Actualité de l'auteur : "O referendo local e a legitimação por proximidade. Valores democráticos e suas múltiplas institucionalizações", Editora Fundaçao Fênix, 2021, 234 p.


La présente thèse envisage la possibilité d'utiliser le référendum local comme moyen d'instrumentaliser un certain type de légitimité démocratique; c'est-à-dire celle de proximité, comme l'a définie Pierre Rosanvallon. Pour ce faire, il présente des valeurs typiques au régime démocratique - l'égalitarisme politique, la conception relativiste à propos de la vérité, la sauvegarde des droits fondamentaux et l'autonomie politique des citoyens. Il fait valoir que telles valeurs sont traditionnellement incarnées dans les institutions de la démocratie représentative, comme les parlements. Cependant, d'autres institutions émergent dans l'histoire pour affirmer ces mêmes valeurs, selon un certain « esprit du temps ». De nos jours, les caractéristiques du travailleur contemporain soulignent la relevance de la légitimation pour proximité pouvant être mise en œuvre par des référendums locaux. L’étude analyse les types, procédures et fonctions systémiques des référendums locaux, ainsi que les dangers et les opportunités de leur adoption. Enfin, cette étude présente le cadre législatif, réglementaire et jurisprudentiel de l'institution au Brésil, tout en examinant les raisons de sa faible utilisation dans le pays.

Commentaires

  1. Merci pour ce texte, j'espère qu'on aura bientôt rétabli le rôle républicain du judiciaire au Brésil. En outre, je compte voir les pratiques menant à la théocratie d'extrême droite - mises en place par le gouvernement - s'éloigner des institutions du pays, et, pour ce faire, la recherche et la réflexion seront nos armes.

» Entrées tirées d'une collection
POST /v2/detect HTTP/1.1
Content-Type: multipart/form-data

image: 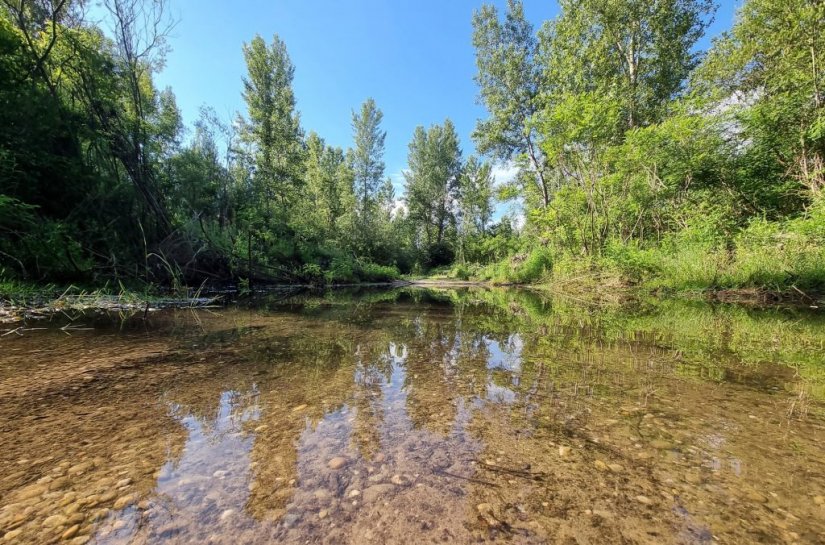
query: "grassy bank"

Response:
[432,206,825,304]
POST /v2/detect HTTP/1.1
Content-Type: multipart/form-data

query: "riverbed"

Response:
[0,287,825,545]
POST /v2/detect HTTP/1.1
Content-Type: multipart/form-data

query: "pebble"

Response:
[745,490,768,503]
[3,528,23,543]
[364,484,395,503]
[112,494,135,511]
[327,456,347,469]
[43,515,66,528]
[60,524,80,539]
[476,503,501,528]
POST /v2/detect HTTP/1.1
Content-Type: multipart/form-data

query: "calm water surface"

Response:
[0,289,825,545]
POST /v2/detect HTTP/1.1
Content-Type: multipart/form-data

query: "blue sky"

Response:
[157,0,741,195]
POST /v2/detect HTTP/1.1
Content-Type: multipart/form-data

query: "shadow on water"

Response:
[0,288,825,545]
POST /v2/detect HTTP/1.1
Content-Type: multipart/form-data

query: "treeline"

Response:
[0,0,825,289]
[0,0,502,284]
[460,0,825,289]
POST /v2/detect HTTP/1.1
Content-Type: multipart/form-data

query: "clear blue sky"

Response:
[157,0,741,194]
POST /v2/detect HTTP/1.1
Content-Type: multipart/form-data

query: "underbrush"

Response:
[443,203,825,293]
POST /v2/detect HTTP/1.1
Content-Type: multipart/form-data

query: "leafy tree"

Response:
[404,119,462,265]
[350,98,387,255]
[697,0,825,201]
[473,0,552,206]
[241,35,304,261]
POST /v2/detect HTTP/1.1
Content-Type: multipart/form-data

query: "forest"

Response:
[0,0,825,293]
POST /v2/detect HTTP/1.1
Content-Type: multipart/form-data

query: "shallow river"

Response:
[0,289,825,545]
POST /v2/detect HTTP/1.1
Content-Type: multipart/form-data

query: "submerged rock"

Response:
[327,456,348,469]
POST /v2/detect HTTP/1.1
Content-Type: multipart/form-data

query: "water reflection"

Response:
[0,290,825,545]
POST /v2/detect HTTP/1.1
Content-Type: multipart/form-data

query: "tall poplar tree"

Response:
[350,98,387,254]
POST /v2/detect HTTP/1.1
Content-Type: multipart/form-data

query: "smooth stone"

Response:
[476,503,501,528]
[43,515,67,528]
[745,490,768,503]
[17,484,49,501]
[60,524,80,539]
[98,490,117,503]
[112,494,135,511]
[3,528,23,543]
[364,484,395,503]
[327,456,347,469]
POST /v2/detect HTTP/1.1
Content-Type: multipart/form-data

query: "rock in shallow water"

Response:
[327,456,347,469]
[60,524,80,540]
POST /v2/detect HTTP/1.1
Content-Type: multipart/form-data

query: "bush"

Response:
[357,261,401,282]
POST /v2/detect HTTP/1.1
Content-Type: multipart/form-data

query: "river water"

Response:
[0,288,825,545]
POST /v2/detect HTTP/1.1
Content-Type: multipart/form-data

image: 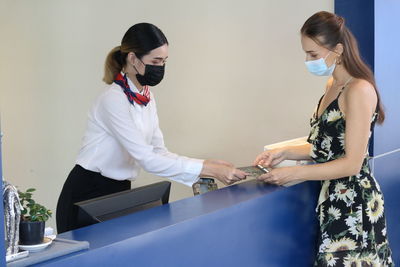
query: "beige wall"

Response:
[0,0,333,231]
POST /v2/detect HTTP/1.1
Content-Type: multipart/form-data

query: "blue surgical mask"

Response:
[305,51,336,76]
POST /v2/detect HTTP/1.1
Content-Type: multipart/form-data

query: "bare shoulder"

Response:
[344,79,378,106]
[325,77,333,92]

» Votre consigne
Répondez, s'il vous plaît, à ces questions sur l'extrait :
1. Quelle maison d'édition a publié l'ouvrage, et en quelle année ?
2. Selon quel auteur la légitimité de proximité est-elle définie ?
3. Dans quel pays l'étude présente-t-elle le cadre législatif, réglementaire et jurisprudentiel du référendum local ?
Appuyez-vous uniquement sur l'extrait pour répondre.

» Réponse attendue
1. Editora Fundaçao Fênix, en 2021.
2. Pierre Rosanvallon.
3. Au Brésil.